**Goal of the exercise:** Using the listing below, retype exactly the lines starting at the one with "point: the green" and ending at the one with "point: the clear", and include both.

**Information shown:**
= Beginning of Section =
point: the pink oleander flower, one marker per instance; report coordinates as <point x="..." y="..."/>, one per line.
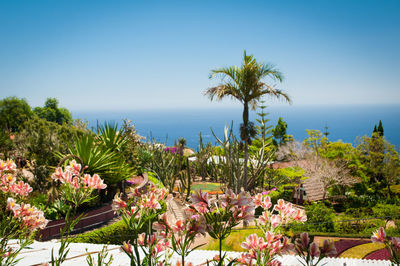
= End of Section =
= Beginning of Section =
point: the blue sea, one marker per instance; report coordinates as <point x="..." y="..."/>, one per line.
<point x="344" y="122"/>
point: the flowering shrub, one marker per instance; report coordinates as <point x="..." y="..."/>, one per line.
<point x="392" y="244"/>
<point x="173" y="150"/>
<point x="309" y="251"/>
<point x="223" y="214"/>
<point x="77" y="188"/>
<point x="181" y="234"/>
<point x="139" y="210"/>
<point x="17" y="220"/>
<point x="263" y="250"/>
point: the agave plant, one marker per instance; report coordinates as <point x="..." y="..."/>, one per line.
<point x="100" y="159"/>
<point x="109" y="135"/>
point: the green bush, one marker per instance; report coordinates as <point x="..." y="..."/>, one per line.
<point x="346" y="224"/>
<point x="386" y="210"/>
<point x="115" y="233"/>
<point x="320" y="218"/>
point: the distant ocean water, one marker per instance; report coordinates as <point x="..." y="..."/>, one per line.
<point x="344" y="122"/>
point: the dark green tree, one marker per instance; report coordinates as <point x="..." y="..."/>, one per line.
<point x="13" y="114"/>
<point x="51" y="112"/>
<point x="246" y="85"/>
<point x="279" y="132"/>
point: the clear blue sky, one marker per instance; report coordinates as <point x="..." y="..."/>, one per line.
= End of Section =
**Expected output:**
point: the green bush, one marker per instance; report coordinates as <point x="..." y="..."/>, one per line.
<point x="346" y="224"/>
<point x="386" y="210"/>
<point x="115" y="233"/>
<point x="320" y="218"/>
point: the distant ocean water, one marker per instance; report coordinates as <point x="..." y="..."/>, one per line.
<point x="344" y="122"/>
point: the dark green tree, one marker per instance; report coordinates as <point x="..." y="..."/>, one per line.
<point x="13" y="114"/>
<point x="51" y="112"/>
<point x="246" y="85"/>
<point x="279" y="132"/>
point: the clear blue sky, one marker per instance; report coordinates as <point x="..." y="..."/>, one per line.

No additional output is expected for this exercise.